+++ Exercise materials
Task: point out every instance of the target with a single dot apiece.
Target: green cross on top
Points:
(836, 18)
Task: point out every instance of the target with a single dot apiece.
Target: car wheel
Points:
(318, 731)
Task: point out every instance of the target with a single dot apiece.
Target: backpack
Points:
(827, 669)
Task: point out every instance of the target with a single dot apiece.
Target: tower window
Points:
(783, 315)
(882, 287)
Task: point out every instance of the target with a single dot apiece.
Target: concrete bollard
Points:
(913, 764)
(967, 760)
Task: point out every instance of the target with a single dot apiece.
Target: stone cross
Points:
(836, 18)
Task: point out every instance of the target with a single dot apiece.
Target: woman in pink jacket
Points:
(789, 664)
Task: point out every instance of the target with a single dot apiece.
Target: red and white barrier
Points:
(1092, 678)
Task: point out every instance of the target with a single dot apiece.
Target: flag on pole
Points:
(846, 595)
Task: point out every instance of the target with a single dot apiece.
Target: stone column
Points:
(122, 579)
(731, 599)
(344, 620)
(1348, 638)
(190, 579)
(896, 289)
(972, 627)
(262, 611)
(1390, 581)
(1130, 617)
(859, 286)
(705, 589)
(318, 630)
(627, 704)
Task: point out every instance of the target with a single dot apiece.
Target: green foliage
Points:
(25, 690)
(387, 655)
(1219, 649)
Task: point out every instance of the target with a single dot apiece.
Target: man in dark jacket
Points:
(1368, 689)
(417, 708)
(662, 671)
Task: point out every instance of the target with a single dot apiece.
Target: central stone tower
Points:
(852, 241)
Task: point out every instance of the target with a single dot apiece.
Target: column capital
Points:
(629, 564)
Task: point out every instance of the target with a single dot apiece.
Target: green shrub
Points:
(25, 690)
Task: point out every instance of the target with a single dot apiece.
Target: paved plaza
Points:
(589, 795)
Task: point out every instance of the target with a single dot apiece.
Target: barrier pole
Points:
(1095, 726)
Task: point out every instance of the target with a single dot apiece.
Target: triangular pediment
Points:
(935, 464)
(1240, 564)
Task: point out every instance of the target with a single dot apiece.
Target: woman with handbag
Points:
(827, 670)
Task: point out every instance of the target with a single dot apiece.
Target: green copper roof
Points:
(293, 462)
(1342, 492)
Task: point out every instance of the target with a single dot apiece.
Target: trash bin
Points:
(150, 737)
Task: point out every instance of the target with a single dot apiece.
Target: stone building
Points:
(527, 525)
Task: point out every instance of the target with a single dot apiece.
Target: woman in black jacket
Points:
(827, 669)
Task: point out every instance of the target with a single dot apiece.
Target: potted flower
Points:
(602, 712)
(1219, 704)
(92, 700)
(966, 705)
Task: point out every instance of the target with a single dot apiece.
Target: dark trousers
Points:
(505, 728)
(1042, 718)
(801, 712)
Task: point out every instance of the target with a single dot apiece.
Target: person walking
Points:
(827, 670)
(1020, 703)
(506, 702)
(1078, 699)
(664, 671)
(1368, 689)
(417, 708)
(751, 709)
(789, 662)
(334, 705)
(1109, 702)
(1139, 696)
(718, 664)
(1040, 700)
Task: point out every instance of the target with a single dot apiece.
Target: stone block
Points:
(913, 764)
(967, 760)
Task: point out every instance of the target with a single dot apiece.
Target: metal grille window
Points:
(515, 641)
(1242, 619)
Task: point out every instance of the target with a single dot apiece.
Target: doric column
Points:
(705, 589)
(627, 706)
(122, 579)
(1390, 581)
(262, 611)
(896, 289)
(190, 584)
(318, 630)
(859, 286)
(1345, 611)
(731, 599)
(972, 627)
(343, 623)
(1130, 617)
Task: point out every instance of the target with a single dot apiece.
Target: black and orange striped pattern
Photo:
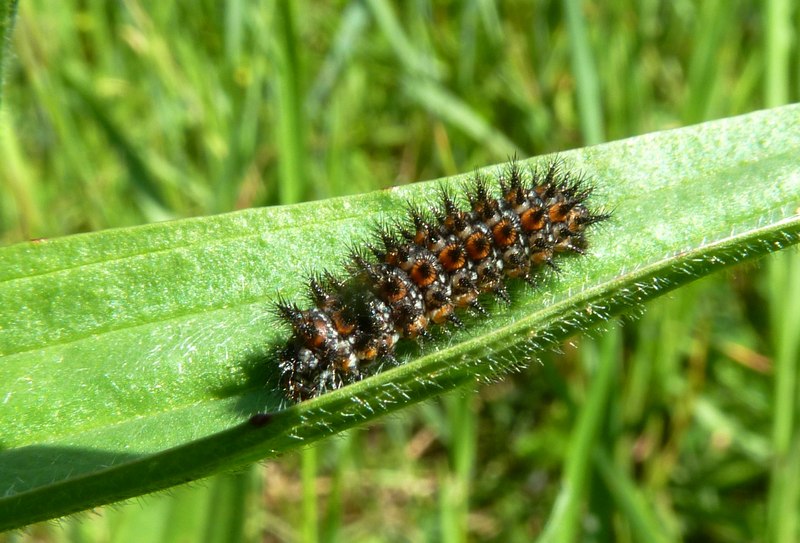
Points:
(410, 278)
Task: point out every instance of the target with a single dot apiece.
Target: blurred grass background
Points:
(121, 113)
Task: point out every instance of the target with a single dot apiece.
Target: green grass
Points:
(113, 118)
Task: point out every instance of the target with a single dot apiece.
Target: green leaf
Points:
(8, 12)
(133, 359)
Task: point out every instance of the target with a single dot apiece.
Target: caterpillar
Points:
(423, 271)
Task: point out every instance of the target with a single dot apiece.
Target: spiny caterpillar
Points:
(412, 276)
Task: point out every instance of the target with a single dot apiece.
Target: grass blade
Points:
(134, 358)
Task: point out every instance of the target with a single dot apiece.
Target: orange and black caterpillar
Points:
(415, 275)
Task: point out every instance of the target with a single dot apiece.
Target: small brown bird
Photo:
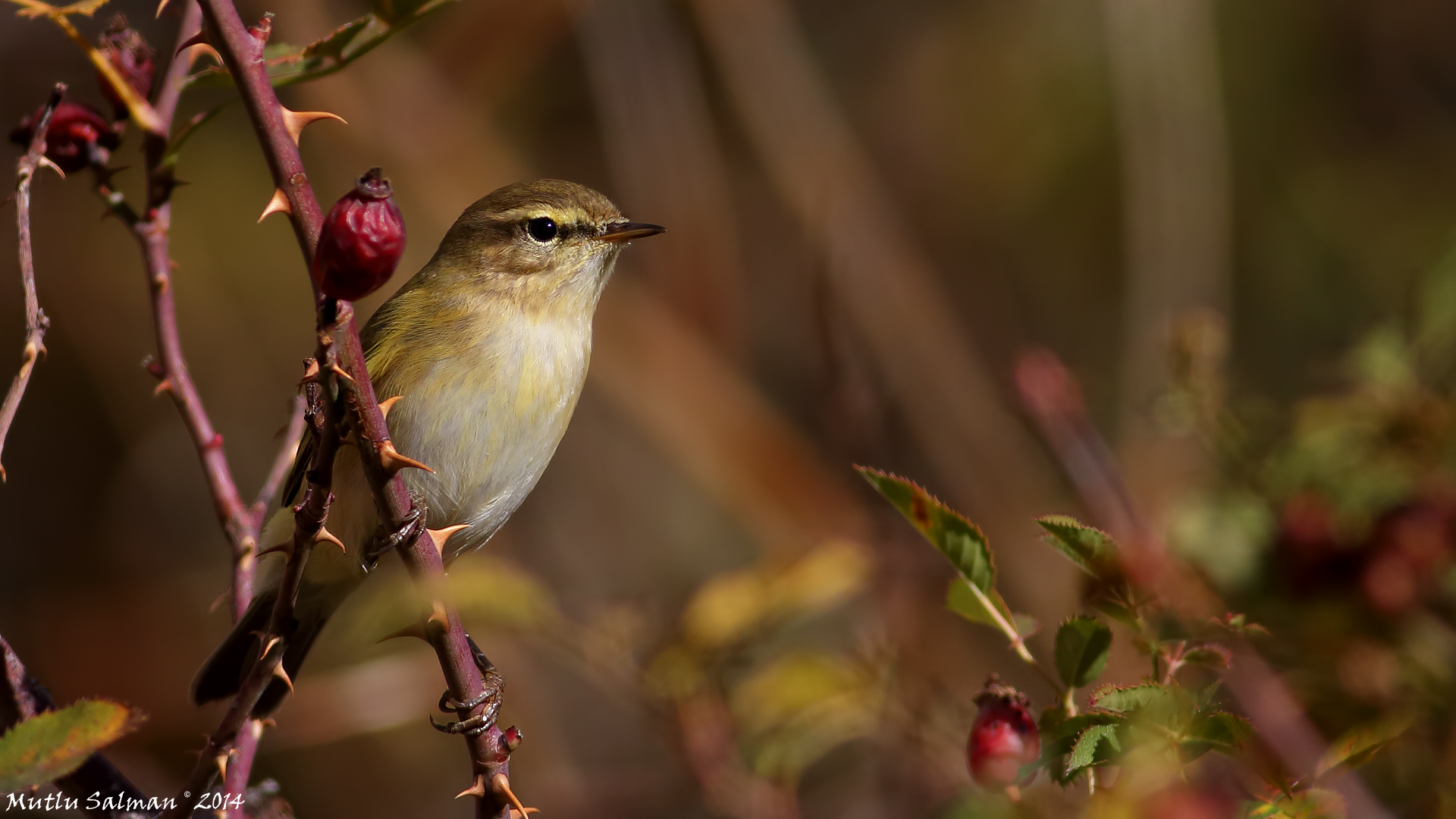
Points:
(488, 349)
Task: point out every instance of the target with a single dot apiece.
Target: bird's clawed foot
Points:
(490, 697)
(384, 542)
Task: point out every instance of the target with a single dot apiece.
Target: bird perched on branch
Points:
(487, 349)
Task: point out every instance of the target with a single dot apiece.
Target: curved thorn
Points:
(200, 38)
(296, 121)
(277, 205)
(283, 675)
(324, 535)
(392, 461)
(476, 789)
(46, 162)
(286, 548)
(438, 537)
(413, 630)
(503, 786)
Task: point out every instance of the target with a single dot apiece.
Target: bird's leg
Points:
(494, 687)
(408, 529)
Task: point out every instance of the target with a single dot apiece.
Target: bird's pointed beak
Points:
(628, 231)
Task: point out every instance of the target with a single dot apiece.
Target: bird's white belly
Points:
(488, 425)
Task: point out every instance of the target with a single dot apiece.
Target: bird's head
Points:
(538, 241)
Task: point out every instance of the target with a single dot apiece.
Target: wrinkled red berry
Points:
(362, 241)
(79, 136)
(1003, 736)
(511, 738)
(130, 55)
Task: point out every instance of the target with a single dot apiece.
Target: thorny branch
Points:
(1053, 398)
(242, 55)
(152, 229)
(231, 748)
(36, 321)
(20, 698)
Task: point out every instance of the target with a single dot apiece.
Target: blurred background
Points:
(1232, 221)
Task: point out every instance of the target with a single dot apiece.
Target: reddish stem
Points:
(243, 57)
(36, 321)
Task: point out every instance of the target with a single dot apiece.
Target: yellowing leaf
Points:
(801, 706)
(731, 605)
(1360, 744)
(55, 744)
(726, 608)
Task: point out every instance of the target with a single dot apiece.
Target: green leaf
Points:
(1215, 730)
(1059, 736)
(1207, 654)
(55, 744)
(957, 538)
(1125, 698)
(1360, 744)
(1094, 746)
(1241, 626)
(1091, 550)
(1082, 649)
(962, 599)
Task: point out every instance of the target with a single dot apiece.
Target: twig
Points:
(1056, 404)
(231, 748)
(20, 698)
(242, 55)
(36, 321)
(281, 463)
(240, 523)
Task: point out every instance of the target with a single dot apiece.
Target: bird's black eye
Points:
(542, 229)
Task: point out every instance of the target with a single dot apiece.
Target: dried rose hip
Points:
(362, 241)
(131, 57)
(1003, 736)
(79, 136)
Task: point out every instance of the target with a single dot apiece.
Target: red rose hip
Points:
(362, 241)
(1003, 736)
(77, 136)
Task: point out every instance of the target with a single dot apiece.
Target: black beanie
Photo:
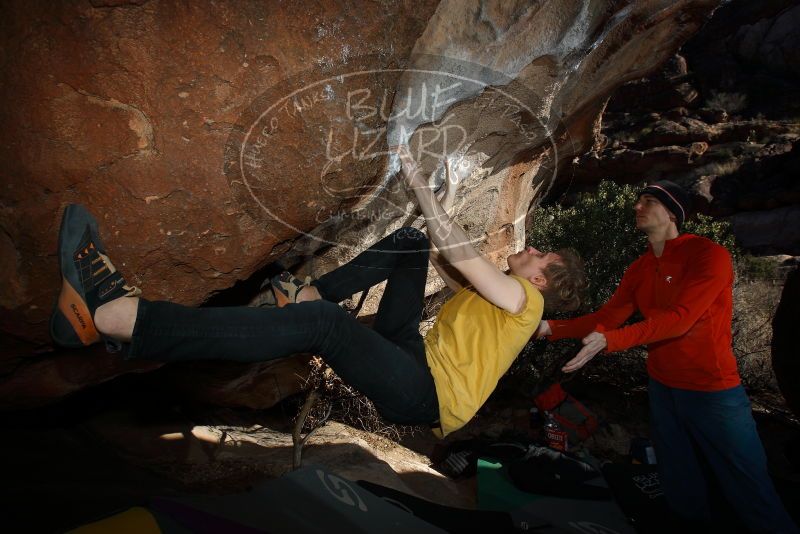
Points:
(674, 197)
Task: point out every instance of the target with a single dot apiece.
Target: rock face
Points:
(159, 117)
(785, 355)
(714, 119)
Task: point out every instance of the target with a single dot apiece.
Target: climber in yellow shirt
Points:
(440, 381)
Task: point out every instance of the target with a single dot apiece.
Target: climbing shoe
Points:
(285, 286)
(88, 280)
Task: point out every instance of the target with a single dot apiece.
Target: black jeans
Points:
(386, 362)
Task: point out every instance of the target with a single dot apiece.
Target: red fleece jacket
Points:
(686, 298)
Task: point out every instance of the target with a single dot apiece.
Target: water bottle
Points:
(554, 435)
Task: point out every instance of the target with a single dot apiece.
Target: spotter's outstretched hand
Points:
(592, 344)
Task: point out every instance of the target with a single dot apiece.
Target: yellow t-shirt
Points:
(471, 345)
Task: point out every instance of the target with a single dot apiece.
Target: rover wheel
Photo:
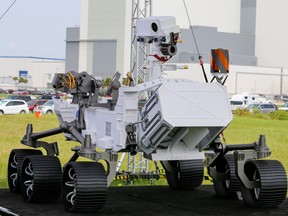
++++++
# [Task details]
Count the lines in the material that contain the string "shirt", and give only the number.

# [Expected output]
2